▶ [Work required]: Render as a numbered list, skipping blank lines, the part of the material that opens at its start and closes with the line containing "435 233 L 420".

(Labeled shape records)
+++++

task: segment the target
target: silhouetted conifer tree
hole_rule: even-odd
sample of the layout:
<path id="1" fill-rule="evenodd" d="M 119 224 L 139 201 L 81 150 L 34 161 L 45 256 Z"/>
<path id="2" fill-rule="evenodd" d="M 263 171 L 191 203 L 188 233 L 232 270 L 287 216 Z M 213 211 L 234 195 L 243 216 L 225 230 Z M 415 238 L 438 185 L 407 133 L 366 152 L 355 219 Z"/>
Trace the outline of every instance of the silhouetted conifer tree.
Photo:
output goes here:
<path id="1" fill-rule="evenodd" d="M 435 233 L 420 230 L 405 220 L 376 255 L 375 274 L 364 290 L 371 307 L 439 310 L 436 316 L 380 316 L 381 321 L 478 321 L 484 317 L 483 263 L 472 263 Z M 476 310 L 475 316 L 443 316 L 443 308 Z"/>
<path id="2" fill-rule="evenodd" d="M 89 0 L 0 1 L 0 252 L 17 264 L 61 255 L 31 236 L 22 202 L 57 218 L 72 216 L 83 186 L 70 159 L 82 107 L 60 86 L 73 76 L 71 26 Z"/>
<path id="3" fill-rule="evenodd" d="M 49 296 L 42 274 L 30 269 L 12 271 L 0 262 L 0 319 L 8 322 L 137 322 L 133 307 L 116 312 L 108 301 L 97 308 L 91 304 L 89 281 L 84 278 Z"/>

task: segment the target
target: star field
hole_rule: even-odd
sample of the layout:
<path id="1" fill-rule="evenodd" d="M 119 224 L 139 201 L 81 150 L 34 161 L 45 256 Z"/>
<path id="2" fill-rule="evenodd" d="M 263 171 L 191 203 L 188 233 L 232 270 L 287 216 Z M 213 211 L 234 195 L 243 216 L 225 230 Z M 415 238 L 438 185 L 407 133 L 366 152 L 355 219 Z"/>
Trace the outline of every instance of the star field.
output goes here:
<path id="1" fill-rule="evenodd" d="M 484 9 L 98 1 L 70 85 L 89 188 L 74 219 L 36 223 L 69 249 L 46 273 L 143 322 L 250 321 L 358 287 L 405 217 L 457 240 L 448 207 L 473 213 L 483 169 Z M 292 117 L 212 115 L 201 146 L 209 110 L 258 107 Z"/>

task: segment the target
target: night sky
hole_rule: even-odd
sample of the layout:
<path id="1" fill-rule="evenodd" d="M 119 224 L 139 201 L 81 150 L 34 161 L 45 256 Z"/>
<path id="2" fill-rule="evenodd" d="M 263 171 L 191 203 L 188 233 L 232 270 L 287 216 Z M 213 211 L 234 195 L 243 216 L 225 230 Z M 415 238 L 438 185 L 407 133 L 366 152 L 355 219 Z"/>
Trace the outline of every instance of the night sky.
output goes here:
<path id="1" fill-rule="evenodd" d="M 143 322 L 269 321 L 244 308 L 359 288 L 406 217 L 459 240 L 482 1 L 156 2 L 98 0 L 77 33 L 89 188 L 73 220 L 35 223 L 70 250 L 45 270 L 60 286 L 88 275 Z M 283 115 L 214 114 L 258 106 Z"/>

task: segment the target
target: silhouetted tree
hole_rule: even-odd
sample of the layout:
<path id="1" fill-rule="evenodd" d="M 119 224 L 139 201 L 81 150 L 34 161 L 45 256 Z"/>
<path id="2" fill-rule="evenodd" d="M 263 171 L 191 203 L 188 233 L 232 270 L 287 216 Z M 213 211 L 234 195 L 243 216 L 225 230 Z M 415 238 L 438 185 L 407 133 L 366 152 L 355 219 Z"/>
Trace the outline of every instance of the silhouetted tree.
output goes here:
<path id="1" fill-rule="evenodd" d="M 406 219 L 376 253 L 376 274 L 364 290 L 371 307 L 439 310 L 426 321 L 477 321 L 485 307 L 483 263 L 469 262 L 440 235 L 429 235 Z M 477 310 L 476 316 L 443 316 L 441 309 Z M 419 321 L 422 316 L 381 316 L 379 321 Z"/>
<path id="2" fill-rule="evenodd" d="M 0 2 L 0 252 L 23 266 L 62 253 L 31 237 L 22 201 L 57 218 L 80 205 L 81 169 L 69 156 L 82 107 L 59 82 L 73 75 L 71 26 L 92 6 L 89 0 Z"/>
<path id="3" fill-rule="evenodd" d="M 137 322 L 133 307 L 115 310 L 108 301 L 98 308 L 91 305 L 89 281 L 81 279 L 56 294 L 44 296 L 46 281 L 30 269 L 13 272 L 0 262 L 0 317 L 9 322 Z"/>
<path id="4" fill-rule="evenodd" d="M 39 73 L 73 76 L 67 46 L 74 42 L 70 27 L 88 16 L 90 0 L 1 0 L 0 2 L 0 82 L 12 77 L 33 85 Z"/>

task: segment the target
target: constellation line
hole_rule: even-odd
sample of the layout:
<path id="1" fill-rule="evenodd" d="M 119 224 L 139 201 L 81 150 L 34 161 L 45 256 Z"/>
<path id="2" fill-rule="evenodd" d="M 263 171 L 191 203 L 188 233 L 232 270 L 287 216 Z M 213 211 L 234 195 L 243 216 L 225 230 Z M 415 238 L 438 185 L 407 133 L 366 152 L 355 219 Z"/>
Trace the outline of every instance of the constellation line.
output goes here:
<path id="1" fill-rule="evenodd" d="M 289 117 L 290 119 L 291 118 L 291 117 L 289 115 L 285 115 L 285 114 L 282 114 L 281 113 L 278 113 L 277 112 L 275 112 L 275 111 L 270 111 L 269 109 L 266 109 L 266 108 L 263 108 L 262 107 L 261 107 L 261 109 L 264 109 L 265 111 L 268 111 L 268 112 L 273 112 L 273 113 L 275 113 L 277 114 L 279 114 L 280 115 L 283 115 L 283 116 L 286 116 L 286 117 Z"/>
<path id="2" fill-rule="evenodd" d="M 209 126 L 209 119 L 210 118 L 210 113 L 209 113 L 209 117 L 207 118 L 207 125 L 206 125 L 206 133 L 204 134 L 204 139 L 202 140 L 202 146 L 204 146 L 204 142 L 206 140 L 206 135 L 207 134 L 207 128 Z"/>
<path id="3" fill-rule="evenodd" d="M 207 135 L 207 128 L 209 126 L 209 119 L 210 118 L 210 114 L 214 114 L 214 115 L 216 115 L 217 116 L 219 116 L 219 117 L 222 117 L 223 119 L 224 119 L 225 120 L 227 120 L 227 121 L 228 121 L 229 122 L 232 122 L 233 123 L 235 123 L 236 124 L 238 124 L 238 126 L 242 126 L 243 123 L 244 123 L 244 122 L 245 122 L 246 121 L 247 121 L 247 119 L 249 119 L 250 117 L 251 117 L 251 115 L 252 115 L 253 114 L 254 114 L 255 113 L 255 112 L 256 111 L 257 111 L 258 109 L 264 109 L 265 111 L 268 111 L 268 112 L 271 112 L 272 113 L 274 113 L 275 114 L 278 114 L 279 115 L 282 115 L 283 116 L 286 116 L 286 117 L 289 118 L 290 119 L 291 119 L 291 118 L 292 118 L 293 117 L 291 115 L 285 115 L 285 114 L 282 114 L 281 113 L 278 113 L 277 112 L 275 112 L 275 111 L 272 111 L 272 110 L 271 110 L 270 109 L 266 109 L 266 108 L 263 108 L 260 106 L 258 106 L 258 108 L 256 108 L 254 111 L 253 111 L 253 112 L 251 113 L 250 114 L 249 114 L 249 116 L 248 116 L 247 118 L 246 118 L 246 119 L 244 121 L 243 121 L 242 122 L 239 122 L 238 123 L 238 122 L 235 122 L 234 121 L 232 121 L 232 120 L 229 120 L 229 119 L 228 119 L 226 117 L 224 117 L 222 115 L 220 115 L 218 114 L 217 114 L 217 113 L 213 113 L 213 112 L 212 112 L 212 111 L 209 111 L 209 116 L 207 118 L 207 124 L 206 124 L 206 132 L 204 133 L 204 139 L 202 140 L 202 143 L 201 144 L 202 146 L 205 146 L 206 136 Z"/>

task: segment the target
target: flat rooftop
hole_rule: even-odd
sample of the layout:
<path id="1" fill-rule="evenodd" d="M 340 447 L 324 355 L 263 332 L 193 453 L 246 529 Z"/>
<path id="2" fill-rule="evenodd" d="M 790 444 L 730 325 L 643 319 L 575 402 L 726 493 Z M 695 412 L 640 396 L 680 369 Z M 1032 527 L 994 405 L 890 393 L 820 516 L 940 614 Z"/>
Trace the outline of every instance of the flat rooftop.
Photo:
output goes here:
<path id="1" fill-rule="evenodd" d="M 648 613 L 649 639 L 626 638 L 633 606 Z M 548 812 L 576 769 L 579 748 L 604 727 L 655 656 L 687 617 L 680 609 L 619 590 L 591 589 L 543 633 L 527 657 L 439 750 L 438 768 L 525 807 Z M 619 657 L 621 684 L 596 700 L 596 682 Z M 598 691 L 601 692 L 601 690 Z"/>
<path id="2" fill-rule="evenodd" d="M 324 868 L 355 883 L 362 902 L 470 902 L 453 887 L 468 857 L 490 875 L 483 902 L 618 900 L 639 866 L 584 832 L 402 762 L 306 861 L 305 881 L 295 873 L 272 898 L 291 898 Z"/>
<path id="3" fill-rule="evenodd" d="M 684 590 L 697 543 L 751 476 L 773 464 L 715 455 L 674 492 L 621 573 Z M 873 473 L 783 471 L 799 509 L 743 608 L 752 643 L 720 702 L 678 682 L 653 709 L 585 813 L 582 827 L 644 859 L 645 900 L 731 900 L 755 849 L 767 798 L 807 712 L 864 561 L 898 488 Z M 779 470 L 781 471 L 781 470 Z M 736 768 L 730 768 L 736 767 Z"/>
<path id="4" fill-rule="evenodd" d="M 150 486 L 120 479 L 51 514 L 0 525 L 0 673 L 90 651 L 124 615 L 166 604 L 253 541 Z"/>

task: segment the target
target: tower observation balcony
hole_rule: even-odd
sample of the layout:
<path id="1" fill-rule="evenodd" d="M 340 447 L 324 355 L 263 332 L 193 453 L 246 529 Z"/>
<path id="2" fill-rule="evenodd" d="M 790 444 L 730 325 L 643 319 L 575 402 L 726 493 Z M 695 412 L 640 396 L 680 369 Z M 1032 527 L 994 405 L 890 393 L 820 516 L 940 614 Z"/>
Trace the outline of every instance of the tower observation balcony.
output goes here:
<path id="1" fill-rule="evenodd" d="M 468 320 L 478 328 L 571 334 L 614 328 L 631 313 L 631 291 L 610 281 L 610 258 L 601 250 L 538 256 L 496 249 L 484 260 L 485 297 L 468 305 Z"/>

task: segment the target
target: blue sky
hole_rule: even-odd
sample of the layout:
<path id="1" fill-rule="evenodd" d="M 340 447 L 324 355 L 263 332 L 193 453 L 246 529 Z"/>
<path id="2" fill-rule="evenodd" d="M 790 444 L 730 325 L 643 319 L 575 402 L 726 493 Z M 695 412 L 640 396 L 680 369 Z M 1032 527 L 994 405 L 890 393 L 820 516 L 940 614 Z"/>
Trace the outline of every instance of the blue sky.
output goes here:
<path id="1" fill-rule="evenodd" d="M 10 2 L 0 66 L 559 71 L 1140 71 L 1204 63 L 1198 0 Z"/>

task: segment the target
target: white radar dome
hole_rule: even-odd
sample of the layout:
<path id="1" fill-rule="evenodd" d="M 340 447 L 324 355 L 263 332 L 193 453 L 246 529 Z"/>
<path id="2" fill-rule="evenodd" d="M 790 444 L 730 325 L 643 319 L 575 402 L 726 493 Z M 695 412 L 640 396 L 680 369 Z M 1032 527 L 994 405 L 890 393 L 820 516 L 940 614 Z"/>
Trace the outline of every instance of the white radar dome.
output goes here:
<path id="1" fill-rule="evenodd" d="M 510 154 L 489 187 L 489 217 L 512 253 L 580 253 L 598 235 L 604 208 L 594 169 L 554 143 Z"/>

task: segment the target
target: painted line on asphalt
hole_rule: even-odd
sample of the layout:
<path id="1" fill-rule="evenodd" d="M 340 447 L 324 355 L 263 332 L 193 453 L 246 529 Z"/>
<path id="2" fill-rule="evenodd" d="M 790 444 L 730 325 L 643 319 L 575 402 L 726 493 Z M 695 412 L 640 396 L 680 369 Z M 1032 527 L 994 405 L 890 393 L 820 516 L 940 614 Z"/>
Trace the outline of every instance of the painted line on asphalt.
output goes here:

+++++

▶ [Response]:
1. task: segment the target
2. target: silhouetted conifer tree
3. hole_rule: even-odd
4. sample of the layout:
5. <path id="1" fill-rule="evenodd" d="M 119 224 L 139 201 L 81 150 L 34 161 L 45 256 Z"/>
6. <path id="2" fill-rule="evenodd" d="M 263 171 L 191 203 L 188 233 L 232 270 L 287 216 Z M 213 211 L 234 195 L 243 216 L 225 230 Z M 415 238 L 438 185 L 407 133 L 366 152 L 355 219 Z"/>
7. Trace the outline of every instance of the silhouetted conifer tree.
8. Photo:
9. output goes here:
10. <path id="1" fill-rule="evenodd" d="M 435 233 L 420 230 L 405 220 L 376 255 L 375 274 L 364 290 L 371 307 L 439 310 L 436 316 L 380 316 L 381 321 L 478 321 L 484 317 L 483 263 L 472 263 Z M 476 310 L 475 316 L 443 316 L 443 308 Z"/>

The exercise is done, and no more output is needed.